===== QUOTED PASSAGE =====

I say that because I get very split opinions on Michter’s 10. Some people tell me they absolutely love the bourbon. Others tell me recent releases of Michter’s 10-year-old bourbons aren’t good.  “They don’t hold a candle to older bottlings” is another one I hear.    My answer is usually the same – I haven’t tasted older bottlings, and I happen to like the current releases.  I certainly respect everyone’s opinions.  After all, this blog is filled with my opinions. With so many whiskey bloggers out there, it’s important to find a reviewer who tends to have similar tastes as you.

With that said…

This month marks the latest bottling of Michter’s 10-year-old single barrel bourbon.  Both Master Distiller Pamela Heilmann AND Michter’s Master of Maturation Andrea Wilson have approved the barrels for release.  The two are choosing barrels based on a certain taste profile, though they have to be at least 10 years old.  On a recent episode of WhiskyCast, Heilmann stated the barrels chosen were actually 12 years old.

My sample came from barrel 18B202.  Michter’s 10-year-old bourbon is bottled at 94.4 proof and is available for $120.

===== DATA SHOWN =====

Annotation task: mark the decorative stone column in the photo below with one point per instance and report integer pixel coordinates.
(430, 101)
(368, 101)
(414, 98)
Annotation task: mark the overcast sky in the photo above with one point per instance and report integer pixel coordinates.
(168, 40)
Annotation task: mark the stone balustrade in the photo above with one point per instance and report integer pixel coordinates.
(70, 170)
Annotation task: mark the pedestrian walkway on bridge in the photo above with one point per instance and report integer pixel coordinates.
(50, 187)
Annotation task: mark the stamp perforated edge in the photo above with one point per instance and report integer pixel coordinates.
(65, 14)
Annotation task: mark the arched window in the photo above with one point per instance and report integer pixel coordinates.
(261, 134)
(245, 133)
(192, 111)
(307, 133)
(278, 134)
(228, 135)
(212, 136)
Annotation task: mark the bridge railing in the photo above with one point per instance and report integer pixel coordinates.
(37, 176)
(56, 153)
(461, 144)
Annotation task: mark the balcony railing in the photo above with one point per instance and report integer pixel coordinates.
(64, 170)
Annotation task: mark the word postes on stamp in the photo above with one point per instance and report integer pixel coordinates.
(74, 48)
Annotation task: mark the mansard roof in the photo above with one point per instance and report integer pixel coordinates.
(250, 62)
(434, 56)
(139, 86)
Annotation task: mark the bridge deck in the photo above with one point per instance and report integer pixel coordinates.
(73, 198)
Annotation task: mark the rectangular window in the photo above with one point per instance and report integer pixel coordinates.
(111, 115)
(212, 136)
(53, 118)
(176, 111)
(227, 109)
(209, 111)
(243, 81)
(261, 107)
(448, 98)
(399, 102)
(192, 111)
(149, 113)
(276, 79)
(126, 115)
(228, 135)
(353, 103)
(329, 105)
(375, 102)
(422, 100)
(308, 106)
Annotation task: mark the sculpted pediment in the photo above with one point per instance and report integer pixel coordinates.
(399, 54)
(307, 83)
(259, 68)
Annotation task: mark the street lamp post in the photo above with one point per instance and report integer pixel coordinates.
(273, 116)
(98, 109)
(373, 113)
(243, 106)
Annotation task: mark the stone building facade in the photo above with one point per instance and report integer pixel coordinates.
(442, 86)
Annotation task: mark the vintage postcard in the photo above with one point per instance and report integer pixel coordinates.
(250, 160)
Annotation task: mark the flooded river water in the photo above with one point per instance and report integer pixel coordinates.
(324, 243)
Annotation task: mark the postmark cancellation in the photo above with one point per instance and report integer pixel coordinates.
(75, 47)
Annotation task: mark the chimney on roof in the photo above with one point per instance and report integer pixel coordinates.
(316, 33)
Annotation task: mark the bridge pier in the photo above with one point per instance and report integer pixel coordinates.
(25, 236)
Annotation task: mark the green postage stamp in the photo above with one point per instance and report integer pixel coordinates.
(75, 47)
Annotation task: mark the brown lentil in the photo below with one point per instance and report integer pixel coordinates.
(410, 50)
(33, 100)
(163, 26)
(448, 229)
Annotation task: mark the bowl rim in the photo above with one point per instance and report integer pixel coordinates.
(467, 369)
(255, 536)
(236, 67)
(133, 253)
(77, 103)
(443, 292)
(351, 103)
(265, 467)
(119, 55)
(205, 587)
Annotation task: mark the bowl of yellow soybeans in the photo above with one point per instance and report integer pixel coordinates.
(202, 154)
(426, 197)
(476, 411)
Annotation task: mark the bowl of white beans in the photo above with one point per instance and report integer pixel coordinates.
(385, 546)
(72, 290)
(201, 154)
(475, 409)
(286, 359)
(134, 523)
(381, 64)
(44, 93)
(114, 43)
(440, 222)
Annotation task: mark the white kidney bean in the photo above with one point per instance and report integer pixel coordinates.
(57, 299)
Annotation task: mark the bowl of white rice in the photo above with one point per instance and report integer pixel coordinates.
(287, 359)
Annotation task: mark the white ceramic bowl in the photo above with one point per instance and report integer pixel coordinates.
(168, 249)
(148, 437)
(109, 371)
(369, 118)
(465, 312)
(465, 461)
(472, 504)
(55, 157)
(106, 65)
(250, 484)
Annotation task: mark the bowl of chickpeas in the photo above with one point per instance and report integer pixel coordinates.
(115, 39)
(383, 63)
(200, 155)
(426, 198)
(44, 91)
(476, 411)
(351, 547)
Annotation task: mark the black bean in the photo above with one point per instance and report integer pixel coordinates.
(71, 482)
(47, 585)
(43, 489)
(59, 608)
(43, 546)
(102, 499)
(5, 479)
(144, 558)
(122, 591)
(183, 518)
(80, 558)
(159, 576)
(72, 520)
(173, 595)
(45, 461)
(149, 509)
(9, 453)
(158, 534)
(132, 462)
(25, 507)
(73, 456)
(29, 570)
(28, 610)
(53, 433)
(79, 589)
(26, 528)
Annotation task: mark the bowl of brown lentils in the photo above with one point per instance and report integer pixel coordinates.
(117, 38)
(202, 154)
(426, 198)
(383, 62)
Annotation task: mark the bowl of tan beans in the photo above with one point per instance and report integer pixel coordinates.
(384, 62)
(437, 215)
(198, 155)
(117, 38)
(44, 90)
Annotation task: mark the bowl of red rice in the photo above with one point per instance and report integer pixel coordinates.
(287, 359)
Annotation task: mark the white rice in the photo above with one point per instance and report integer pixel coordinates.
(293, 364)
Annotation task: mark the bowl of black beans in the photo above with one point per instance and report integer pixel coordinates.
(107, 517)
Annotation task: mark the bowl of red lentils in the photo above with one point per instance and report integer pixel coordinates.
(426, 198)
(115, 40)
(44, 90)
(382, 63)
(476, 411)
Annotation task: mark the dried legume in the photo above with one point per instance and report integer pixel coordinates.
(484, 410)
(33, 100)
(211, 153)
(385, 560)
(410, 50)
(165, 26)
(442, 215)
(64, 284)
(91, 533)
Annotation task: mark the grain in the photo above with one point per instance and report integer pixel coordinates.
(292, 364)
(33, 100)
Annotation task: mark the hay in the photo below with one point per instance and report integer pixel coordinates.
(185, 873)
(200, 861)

=====

# PROBLEMS TO WORK ON
• a. According to the bourbon review, how old did Heilmann say the chosen barrels actually were?
• b. Please continue the bourbon review from the point where it stops.

# RESPONSES TO THE EXERCISE
• a. They were 12 years old.

• b.
The nose is a touch muted at first, but opens up after a few minutes in the glass.  Patience certainly pays off.  There are hints of toffee, burnt orange peel, cinnamon sticks and allspice.  On the palate, nougat, mulling spices and candied fruits appear first.  Waves of vanilla begin to arrive mid-palate, followed by more cinnamon-dominated spices and slightly astringent toasted oak.  One odd thing… the whiskey does feel a touch thin on the mid-palate.  I usually find Michter’s releases to have a rich mouthfeel.  The medium-length finish is spicy and dry.

Overall, the April 2018 release of Michter’s 10-year-old bourbon is quite enjoyable and comes with a high recommendation.  The problem is finding it close to retail pricing, as a lot of retailers seem to raise their prices for this bourbon.  If you do happen across one close to the suggested $120 price, pull the trigger and buy one.  You won’t regret it. 8.5/10

Michters.com

Thanks to Michter’s for the sample.  As always, all thoughts and opinions are my own.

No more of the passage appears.